**** DATASET RECORDS ****

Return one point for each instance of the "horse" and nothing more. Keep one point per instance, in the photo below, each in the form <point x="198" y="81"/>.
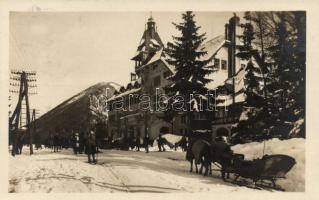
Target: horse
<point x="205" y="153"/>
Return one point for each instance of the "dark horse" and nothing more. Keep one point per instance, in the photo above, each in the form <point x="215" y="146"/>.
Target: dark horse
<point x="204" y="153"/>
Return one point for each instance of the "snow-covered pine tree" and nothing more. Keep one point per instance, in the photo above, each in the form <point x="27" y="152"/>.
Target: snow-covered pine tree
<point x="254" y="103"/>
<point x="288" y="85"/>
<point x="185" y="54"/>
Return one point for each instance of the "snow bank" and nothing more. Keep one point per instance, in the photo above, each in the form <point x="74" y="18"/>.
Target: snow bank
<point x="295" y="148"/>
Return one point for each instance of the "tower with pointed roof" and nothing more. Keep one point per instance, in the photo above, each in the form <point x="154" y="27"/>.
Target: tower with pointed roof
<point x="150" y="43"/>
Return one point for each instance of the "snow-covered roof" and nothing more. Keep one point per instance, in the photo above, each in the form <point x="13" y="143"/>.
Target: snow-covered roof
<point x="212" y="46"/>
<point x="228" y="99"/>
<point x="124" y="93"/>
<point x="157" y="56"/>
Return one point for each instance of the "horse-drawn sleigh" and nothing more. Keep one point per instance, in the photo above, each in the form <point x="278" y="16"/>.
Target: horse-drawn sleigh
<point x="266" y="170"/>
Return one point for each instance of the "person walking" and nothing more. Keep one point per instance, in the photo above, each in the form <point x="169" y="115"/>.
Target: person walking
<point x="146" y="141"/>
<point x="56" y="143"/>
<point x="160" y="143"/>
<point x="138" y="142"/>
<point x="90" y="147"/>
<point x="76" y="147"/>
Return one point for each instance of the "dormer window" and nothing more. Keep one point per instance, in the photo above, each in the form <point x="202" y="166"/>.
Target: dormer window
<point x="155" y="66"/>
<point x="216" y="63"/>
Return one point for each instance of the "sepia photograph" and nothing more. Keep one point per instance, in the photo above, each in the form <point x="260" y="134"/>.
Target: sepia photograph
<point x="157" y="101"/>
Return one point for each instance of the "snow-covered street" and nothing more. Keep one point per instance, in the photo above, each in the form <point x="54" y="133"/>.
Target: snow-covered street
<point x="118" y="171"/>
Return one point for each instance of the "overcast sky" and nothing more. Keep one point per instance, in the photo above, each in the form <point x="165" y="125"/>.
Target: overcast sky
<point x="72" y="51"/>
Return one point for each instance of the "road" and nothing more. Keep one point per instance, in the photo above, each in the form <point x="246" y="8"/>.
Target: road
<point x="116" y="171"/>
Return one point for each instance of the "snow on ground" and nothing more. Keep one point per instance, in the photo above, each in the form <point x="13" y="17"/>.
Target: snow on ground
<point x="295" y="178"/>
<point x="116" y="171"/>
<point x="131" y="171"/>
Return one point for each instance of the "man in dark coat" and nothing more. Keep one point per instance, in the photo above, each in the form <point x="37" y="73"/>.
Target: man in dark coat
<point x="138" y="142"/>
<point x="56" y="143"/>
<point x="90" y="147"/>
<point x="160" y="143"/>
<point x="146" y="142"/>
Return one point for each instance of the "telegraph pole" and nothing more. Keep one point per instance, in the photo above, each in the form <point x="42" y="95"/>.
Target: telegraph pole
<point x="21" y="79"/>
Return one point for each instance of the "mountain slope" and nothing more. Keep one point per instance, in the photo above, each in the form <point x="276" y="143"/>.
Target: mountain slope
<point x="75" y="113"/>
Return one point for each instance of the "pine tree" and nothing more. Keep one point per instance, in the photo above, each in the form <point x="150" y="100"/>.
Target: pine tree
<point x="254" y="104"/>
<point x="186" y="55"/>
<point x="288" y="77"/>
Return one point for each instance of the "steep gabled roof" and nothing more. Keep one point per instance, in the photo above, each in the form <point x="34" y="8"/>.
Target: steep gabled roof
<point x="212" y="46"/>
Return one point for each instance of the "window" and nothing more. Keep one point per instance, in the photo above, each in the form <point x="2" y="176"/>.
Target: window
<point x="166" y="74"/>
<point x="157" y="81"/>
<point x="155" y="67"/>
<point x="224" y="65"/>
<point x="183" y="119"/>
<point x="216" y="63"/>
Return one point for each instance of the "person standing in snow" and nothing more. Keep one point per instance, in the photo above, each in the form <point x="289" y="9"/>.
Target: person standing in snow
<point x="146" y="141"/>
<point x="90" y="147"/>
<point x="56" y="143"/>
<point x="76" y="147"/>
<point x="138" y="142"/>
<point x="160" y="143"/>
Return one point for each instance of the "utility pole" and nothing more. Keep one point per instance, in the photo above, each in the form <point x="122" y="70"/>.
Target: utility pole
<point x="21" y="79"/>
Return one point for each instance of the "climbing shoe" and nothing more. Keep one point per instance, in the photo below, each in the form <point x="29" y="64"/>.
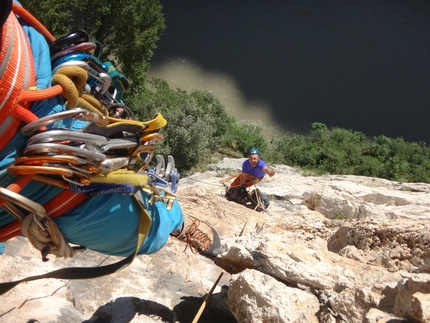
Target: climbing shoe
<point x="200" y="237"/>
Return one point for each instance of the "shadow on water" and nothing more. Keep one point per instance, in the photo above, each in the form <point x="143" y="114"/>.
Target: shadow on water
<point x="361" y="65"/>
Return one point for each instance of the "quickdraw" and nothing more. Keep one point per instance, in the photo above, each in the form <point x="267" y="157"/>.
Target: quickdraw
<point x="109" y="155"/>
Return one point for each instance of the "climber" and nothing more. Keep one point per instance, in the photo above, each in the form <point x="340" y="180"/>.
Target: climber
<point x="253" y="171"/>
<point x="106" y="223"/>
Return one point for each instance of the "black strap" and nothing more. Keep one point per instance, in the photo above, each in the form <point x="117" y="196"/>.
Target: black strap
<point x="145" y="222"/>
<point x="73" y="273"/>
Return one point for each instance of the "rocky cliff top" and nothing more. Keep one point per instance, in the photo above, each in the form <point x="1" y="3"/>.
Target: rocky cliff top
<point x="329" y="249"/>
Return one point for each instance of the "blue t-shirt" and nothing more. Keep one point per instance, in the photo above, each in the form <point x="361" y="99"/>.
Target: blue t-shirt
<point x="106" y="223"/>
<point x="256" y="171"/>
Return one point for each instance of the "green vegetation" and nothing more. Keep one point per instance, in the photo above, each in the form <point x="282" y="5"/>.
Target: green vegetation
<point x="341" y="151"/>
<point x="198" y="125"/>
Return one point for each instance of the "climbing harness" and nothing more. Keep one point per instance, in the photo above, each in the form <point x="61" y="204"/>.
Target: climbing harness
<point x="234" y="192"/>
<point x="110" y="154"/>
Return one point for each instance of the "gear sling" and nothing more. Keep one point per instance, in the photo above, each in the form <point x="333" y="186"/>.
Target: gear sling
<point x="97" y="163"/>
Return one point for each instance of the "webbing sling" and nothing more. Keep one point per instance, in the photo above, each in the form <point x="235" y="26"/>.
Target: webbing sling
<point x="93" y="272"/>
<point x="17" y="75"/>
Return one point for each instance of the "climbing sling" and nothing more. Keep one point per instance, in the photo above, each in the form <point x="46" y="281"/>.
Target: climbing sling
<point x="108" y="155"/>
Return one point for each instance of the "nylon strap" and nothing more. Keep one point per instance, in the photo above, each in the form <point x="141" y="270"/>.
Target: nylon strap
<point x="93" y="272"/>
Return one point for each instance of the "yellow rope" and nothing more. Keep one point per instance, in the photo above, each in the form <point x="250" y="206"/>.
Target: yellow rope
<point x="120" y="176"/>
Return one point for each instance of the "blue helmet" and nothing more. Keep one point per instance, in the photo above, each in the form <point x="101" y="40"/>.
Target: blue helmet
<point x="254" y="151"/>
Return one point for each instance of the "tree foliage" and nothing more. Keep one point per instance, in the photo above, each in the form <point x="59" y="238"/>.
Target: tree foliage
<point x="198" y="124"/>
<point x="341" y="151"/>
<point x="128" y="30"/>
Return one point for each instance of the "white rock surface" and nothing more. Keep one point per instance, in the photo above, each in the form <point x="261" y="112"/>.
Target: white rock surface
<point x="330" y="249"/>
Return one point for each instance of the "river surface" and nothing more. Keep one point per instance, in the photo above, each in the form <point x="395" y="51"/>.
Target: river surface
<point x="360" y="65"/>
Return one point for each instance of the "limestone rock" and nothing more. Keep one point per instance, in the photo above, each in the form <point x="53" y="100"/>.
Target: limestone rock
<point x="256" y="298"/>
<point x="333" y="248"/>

****
**** DATASET RECORDS ****

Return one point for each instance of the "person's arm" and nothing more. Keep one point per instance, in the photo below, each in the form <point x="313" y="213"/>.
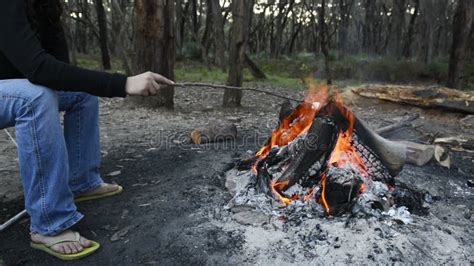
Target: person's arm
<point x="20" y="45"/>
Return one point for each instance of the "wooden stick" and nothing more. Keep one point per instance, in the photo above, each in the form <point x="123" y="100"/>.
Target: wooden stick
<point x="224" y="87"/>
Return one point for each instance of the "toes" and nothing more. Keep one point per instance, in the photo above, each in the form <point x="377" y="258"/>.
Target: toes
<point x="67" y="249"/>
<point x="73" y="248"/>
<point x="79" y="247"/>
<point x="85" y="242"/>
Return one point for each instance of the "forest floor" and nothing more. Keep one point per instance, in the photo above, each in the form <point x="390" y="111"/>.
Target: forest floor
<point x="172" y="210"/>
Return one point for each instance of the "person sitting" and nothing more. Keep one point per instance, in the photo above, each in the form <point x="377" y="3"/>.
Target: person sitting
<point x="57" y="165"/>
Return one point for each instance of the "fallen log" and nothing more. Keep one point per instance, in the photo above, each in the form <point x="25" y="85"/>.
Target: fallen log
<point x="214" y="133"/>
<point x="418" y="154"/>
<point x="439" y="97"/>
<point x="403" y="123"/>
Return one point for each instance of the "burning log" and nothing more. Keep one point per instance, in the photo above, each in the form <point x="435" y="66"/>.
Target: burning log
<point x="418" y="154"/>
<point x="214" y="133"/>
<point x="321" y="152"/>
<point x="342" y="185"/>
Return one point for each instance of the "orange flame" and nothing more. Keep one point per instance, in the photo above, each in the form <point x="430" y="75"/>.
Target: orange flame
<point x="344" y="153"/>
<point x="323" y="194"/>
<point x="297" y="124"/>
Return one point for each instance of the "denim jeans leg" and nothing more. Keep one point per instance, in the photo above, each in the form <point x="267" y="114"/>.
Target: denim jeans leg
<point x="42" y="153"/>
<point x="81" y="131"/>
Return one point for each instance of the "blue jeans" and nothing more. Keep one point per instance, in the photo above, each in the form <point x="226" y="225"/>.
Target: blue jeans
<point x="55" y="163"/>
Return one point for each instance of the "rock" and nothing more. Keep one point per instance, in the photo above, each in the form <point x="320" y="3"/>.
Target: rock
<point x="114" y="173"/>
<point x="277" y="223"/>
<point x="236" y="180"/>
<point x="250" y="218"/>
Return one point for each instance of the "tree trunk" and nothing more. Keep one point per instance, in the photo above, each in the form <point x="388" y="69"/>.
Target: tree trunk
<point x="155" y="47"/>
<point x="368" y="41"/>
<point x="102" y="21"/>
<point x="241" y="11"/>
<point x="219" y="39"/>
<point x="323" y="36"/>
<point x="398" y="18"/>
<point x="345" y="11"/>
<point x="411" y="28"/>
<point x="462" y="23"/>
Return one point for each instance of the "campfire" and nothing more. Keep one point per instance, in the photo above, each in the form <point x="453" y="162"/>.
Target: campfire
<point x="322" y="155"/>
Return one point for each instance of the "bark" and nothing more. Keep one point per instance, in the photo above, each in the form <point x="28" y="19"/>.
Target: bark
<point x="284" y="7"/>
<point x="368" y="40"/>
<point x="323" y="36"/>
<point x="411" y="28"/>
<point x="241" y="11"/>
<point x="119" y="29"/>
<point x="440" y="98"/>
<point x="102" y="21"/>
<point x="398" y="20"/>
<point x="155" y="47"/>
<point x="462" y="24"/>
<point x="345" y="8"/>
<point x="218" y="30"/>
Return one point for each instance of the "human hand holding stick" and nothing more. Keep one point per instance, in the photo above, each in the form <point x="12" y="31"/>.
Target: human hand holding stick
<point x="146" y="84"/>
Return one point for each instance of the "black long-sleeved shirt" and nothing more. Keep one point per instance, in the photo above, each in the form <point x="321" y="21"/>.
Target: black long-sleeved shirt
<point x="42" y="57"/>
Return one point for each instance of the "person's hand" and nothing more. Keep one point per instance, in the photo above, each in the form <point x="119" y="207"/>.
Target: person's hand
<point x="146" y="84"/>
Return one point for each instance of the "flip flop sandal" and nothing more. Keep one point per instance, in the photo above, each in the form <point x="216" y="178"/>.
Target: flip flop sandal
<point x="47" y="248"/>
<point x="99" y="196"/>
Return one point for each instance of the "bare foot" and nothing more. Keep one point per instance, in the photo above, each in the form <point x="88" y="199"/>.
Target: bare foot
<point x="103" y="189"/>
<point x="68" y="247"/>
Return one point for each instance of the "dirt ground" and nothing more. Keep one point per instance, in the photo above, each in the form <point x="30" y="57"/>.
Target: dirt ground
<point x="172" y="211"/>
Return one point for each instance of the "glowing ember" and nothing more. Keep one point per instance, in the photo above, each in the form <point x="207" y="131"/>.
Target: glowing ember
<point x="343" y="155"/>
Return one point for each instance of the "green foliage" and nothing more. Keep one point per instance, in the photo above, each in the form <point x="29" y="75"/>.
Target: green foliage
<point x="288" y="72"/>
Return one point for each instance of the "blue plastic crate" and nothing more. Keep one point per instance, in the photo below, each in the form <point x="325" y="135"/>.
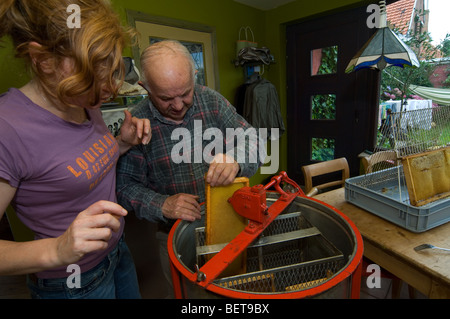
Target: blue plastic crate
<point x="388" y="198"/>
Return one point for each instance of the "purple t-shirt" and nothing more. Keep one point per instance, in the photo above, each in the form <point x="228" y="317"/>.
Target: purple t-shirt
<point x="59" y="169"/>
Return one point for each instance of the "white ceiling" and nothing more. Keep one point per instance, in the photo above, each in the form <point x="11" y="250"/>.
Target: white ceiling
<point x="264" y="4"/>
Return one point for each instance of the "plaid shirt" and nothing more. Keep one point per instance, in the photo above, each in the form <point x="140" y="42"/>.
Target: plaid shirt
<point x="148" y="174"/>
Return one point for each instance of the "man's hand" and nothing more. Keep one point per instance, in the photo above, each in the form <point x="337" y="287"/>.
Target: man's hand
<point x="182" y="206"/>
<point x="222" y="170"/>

****

> PROBLEM TO WORK ON:
If a line above holds the string "below", return it as it stands.

> RESPONSE AREA:
Return one point for each instance of the "horse" and nothing more. Keep one point per instance, in the photo below, each in the form <point x="198" y="81"/>.
Return one point for each instance of the "climbing shoe" and nothing more. Keep one point per instance, in the photo below, each in the form <point x="29" y="64"/>.
Return one point for each instance of the "person's arm" and nothing more. Keep one point per instance, in the photo below, each in the form <point x="313" y="213"/>.
Return one point for each instance of the "blue plastic crate" and nothing more. Keep one point per instance, in the photo below, each in the form <point x="325" y="135"/>.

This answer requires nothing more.